Franklin Bartlett, for appellant.
Perry D. Trafford, for respondent.
Argued before PATTERSON, P. J., and McLAUGHLIN, CLARKE, HOUGHTON, and SCOTT, JJ.
The action is brought to obtain an adjudication that the defendant's testator in his lifetime declared and executed a trust in favor of plaintiff in 18 specified railroad bonds, and for the delivery of such bonds to the plaintiff. The trial resulted in a dismissal of the complaint upon the merits, and we think properly so. The plaintiff failed to produce the clear and satisfactory evidence which the law requires to establish a gift inter vivos, or that the defendant's testator made himself a trustee of the bonds for her.
John H. Drake, the defendant's testator, was a contractor with large business interests in the various parts of the country. His legal residence and that of his family was in the state of New York, but for several years before his death he maintained a household near the work in which he was engaged, principally, however, in the city of Philadelphia, Pa. For many years the plaintiff was his housekeeper at whatever place he installed a home. He had built under contract a section of the Charleston, Clendennin & Sutton Railroad, and in December, 1895, and in January, 1896, he had purchased or taken in payment for work 29 $1,000 bonds of that road, issues apparently as of April 1, 1896, the first interest coupon upon which appears to have been due October 1st of that year. Prior to his death on October 20, [113 N.Y.S. 596] 1896 he had sold 2 of these bonds to his brother William, and pledged 9 as collateral for a loan, leaving the 18 bonds which are the subject of controversy. His aggregate property was of considerable magnitude, and in February, 1894, he had executed a will in which he gave to his sister the use of $25,000 during her life, and to the plaintiff the same amount, the principal in each instance to revert to his estate upon the death of the life beneficiary. The bulk of his estate he gave to his wife and three children. Apparently in June, 1894, the plaintiff obtained title to a house on North Seventeenth street in the city of Philadelphia, whether through the deceased or not does not appear, but it seems that on the 25th of that month the deceased paid off a mortgage of $2,200 thereon. The deceased died at this house, and it was there he made his home when in Philadelphia. At times he was addicted to the excessive use of stimulants which made him violently ill, and the plaintiff nursed him in such sicknesses, for which the testator often expressed gratitude.

**INFORMATION SUPPLIED:**
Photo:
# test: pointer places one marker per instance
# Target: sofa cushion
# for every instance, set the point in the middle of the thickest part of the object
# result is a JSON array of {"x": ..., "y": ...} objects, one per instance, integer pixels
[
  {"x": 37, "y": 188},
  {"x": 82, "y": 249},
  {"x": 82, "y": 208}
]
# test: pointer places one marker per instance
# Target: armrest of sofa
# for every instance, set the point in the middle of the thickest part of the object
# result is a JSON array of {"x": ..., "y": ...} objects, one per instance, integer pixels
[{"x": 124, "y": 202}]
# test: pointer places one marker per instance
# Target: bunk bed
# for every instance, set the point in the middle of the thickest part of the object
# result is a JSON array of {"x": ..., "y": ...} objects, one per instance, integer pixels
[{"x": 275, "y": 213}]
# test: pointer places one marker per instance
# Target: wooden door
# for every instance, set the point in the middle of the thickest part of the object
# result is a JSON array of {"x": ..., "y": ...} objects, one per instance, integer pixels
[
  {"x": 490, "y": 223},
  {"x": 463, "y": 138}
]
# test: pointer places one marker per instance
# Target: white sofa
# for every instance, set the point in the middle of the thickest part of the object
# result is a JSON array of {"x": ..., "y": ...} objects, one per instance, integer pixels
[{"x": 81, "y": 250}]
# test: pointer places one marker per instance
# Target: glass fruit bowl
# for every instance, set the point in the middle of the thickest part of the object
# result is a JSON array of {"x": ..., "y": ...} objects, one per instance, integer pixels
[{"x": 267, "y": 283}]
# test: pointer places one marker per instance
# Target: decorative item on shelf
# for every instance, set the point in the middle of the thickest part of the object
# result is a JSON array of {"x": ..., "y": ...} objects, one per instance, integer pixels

**TASKS TO COMPLETE:**
a – In the court opinion, translate this sentence into Spanish: "The bulk of his estate he gave to his wife and three children."
b – Sum up the court opinion in two sentences.

**RESULTS BY TASK:**
a – La mayor parte de su patrimonio la legó a su esposa y a sus tres hijos.

b – The plaintiff sued to have it declared that John H. Drake, the defendant's testator, had set up a trust for her in 18 railroad bonds and to have those bonds delivered to her, but the trial ended in a dismissal on the merits, which the court found proper because she lacked the clear and satisfactory evidence the law requires. Drake was a contractor who had bought or taken in payment 29 bonds of the Charleston, Clendennin & Sutton Railroad, selling 2 and pledging 9 before his death in 1896, and the plaintiff had been his housekeeper for many years and nursed him when stimulants made him ill.